== SUPPLIED RECORDS ==

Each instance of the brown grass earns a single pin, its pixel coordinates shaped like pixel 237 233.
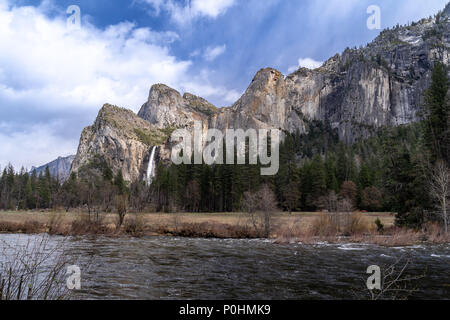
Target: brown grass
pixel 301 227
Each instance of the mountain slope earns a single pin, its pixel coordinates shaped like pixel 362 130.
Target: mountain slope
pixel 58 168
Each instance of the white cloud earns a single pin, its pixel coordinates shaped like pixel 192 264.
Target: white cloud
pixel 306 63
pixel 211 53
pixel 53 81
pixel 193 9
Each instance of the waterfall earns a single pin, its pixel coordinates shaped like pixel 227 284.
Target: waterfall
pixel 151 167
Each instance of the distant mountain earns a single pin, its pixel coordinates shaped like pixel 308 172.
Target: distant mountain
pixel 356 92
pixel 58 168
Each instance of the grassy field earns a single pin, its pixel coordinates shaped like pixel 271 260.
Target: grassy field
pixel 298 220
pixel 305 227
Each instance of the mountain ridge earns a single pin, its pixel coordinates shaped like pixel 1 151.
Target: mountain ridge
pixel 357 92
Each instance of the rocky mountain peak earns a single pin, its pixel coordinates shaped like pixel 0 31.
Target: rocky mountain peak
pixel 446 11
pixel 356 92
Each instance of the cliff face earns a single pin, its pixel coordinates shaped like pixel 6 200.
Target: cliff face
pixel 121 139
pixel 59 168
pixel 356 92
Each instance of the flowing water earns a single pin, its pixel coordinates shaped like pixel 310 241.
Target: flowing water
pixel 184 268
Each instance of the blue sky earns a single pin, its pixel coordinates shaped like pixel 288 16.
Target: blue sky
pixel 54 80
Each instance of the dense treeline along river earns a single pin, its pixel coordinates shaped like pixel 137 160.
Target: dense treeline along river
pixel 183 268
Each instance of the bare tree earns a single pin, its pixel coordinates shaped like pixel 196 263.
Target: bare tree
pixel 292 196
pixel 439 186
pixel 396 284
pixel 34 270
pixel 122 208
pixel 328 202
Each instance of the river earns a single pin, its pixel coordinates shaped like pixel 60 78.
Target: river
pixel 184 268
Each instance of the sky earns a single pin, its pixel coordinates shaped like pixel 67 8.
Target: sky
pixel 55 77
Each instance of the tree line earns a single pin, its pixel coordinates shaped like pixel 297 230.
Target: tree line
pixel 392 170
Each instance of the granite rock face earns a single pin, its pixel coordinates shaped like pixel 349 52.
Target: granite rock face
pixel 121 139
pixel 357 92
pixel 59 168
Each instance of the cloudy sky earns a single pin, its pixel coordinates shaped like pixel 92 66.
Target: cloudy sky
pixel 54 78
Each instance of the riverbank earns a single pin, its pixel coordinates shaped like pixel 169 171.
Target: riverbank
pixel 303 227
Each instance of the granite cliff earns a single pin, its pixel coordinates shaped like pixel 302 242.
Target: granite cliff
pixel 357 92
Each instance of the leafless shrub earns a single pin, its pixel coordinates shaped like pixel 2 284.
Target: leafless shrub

===

■ YOUR INSTRUCTIONS: From the first line of the records down through the line containing "Each instance of the dense", transcribe exactly those lines and no others, both ends kept, pictures dropped.

■ THE COMPLETED TASK:
Each instance of the brown grass earns a single pin, its pixel coordinates shaped like pixel 237 233.
Target: brown grass
pixel 301 227
Each instance of the mountain slope earns a single pin, its pixel coordinates shaped like pixel 362 130.
Target: mountain slope
pixel 58 168
Each instance of the white cloud earns a single pin, its pixel coordinates shaped like pixel 192 264.
Target: white cloud
pixel 306 63
pixel 211 53
pixel 53 81
pixel 193 9
Each instance of the waterfall earns a single pin, its pixel coordinates shaped like pixel 227 284.
Target: waterfall
pixel 151 167
Each instance of the distant mountain earns a single pin, its pixel coordinates shaped like pixel 308 172.
Target: distant mountain
pixel 356 92
pixel 58 168
Each instance of the grassy field earns a single pin, its pixel coordinates shaped like pixel 271 260.
Target: grassy field
pixel 298 220
pixel 305 227
Each instance of the mountain ridge earns a single pin, its pixel coordinates shaped like pixel 1 151.
Target: mountain ridge
pixel 357 92
Each instance of the rocky mountain peak earns a single pin, its pixel coordinates shaped like pixel 0 31.
Target: rocky mountain peak
pixel 446 11
pixel 356 92
Each instance of the cliff face earns a single pin, its pixel coordinates shaped like pixel 6 200.
Target: cliff face
pixel 121 139
pixel 59 168
pixel 356 92
Each instance of the flowing water earns a single pin, its pixel coordinates shaped like pixel 310 241.
Target: flowing water
pixel 184 268
Each instance of the blue sky earns a single pin, its pixel coordinates shaped like pixel 288 16.
Target: blue sky
pixel 54 80
Each instance of the dense treeline along river earns a single pin, its pixel coordinates shaped like pixel 137 160.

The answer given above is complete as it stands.